"""
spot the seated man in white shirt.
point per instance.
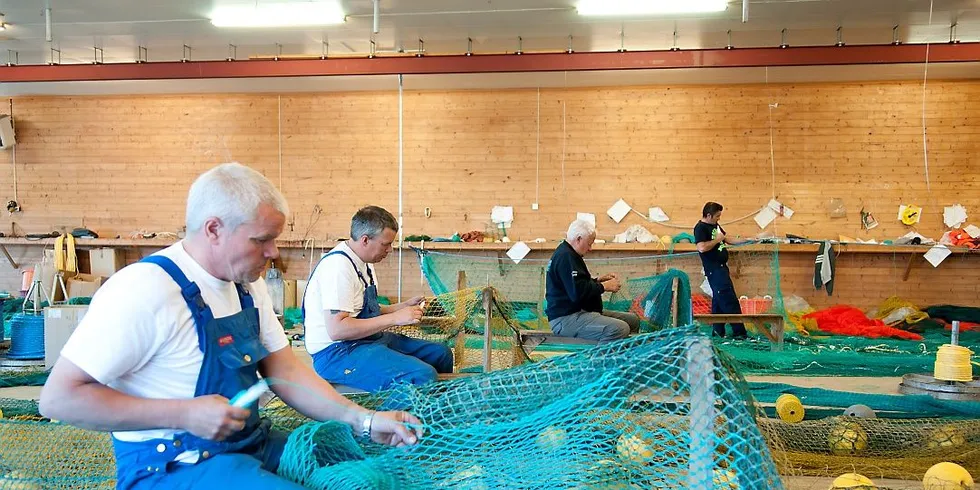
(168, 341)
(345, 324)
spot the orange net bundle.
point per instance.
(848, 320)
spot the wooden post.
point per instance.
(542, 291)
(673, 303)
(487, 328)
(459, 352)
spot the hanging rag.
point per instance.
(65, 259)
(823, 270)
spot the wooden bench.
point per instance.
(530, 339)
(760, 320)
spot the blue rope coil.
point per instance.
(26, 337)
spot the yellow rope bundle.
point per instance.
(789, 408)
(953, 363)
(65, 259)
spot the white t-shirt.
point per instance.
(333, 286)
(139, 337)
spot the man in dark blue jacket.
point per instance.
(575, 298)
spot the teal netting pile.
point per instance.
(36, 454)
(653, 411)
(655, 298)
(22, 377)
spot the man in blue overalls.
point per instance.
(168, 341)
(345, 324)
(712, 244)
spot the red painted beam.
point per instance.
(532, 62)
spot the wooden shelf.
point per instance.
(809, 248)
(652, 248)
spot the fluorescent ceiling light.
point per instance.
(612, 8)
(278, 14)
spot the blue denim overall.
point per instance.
"""
• EXERCISE BRIEF: Rewrite all the records above as a numbered list with one line per item, skipping any blank lines and leaving the pictures out.

• RESULT BELOW:
1. spot the seated man in white shirt.
2. point per instance.
3. (168, 341)
4. (345, 324)
5. spot the orange net bundle.
6. point per instance.
7. (848, 320)
8. spot the wooden post.
9. point per instance.
10. (542, 291)
11. (673, 303)
12. (487, 328)
13. (459, 352)
14. spot the hanging rag.
15. point per instance.
16. (65, 259)
17. (823, 270)
18. spot the wooden bench.
19. point per instance.
20. (530, 339)
21. (760, 320)
22. spot the blue rope coil.
23. point per instance.
24. (26, 337)
25. spot the yellow rope bundle.
26. point per instance.
27. (789, 408)
28. (953, 363)
29. (65, 259)
30. spot the white t-shirt.
31. point per instance.
32. (333, 286)
33. (139, 337)
34. spot the man in dark blue jacket.
35. point per instance.
36. (575, 298)
37. spot the teal netting pile.
38. point per instance.
39. (36, 454)
40. (653, 411)
41. (655, 298)
42. (22, 377)
43. spot the man in blue overalls.
44. point per instance.
45. (168, 341)
46. (345, 324)
47. (712, 244)
48. spot the red painted beam.
49. point per instance.
50. (532, 62)
51. spot the wooden shelf.
52. point per instance.
53. (809, 248)
54. (652, 248)
55. spot the fluorescent ceiling light.
56. point per instance.
57. (612, 8)
58. (278, 14)
59. spot the blue denim overall.
60. point per instance.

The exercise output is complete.